The exercise |
Copy the data below word for word, from its first line through the line containing "0 633 80 675".
★ ★ ★ ★ ★
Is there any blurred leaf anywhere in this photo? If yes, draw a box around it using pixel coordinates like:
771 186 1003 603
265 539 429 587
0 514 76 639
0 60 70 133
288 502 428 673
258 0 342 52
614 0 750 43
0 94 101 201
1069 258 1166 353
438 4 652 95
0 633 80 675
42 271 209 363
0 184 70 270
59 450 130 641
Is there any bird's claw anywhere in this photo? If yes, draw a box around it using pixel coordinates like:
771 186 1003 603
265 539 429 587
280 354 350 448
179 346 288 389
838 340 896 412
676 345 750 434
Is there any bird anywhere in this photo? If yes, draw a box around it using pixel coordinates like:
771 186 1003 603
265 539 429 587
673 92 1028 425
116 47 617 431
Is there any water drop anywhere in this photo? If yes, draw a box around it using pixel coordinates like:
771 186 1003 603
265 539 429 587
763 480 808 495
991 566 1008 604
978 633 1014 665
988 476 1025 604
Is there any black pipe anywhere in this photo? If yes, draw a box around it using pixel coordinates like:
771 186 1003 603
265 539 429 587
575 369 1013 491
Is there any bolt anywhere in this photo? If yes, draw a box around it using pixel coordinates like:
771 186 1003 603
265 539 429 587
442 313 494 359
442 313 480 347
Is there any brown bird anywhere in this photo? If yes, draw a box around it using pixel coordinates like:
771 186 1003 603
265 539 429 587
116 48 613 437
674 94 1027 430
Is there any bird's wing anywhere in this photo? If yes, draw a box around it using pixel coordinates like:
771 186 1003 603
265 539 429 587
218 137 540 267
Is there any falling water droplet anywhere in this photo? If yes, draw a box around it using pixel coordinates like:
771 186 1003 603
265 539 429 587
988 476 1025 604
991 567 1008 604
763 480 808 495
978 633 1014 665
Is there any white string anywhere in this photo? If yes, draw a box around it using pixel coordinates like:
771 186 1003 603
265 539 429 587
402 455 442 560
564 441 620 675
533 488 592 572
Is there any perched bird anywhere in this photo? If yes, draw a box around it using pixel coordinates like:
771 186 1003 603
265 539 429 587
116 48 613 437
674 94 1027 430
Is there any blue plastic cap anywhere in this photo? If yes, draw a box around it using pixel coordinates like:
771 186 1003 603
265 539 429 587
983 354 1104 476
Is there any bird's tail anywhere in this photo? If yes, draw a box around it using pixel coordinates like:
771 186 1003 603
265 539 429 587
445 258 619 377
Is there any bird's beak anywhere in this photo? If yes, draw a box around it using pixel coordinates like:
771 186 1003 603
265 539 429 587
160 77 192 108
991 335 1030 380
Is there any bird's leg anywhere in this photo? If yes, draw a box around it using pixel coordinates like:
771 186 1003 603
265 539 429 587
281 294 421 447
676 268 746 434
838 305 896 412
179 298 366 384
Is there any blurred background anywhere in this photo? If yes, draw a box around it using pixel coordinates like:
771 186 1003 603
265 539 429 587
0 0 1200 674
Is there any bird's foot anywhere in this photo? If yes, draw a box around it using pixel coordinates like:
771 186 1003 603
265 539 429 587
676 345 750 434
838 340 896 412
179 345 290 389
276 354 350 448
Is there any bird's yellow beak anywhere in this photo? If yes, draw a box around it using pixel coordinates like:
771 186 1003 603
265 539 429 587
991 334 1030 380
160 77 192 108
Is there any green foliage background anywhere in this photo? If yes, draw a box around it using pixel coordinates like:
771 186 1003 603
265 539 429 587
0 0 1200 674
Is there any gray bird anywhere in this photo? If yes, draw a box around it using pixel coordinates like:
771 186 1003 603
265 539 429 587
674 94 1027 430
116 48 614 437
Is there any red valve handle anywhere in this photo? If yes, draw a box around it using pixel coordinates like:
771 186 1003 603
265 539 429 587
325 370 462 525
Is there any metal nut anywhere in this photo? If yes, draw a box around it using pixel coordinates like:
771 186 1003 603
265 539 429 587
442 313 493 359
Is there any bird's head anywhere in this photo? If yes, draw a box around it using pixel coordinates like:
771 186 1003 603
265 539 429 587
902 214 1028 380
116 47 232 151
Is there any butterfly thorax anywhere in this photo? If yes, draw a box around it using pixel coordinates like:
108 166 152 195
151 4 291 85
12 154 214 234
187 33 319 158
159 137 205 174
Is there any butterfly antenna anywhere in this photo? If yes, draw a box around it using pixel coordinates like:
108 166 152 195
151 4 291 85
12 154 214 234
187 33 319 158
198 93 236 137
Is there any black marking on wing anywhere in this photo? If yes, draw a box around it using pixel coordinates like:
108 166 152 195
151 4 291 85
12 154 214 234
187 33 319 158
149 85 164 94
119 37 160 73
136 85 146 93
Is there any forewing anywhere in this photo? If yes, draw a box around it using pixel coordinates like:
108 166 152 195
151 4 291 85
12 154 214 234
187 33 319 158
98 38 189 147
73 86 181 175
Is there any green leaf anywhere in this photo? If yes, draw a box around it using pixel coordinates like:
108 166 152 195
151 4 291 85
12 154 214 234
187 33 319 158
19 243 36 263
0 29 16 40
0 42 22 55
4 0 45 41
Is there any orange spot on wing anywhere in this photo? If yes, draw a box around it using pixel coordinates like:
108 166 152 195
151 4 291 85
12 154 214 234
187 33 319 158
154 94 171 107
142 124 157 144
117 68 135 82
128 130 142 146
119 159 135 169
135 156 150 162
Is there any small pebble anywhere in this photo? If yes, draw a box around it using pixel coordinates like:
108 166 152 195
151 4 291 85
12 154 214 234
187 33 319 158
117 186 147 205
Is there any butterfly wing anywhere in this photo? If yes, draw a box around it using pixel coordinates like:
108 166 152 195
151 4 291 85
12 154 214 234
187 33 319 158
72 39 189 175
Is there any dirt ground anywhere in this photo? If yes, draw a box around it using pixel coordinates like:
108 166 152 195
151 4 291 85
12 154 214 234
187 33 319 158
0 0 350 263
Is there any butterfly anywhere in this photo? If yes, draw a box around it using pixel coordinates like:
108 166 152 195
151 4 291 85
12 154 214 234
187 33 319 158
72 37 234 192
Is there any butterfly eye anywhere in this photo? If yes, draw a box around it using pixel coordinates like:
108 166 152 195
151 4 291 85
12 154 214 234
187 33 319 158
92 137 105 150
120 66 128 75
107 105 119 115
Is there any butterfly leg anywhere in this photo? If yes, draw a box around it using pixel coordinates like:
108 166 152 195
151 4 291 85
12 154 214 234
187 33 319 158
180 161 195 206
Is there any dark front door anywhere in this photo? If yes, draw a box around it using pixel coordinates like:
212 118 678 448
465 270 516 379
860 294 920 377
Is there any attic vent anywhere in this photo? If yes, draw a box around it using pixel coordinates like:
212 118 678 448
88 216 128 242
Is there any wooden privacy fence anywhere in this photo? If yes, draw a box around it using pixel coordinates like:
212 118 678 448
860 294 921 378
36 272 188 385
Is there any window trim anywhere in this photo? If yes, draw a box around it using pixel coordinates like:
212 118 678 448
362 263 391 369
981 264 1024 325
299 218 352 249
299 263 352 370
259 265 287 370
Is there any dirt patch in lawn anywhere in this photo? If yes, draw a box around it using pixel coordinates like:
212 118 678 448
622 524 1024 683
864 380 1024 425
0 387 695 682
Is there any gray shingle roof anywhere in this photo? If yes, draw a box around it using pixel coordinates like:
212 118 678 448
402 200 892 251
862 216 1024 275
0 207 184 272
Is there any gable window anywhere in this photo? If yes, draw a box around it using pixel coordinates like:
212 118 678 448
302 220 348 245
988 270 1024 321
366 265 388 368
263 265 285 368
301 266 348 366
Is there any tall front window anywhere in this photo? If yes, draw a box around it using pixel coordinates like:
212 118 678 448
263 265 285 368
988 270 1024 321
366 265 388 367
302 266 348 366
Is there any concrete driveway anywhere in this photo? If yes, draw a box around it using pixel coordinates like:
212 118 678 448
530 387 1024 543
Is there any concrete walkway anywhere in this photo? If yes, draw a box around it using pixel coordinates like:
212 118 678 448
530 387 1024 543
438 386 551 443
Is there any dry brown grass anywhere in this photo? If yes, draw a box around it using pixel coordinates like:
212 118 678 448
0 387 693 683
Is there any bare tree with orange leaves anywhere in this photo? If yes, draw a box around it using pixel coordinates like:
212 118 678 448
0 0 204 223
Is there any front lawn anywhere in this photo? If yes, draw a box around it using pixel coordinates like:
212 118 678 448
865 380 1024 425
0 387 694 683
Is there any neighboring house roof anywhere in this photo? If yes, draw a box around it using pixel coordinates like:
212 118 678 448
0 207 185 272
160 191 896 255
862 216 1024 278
★ ★ ★ ★ ★
Final result |
Is there any blurred leaf anywhere in this photo? If yes, draw a box around it using pixel coordinates like:
771 186 1003 603
265 539 429 587
0 514 76 639
0 60 70 133
288 502 428 673
258 0 342 52
614 0 750 43
0 94 101 201
1069 258 1166 353
438 4 652 95
0 633 80 675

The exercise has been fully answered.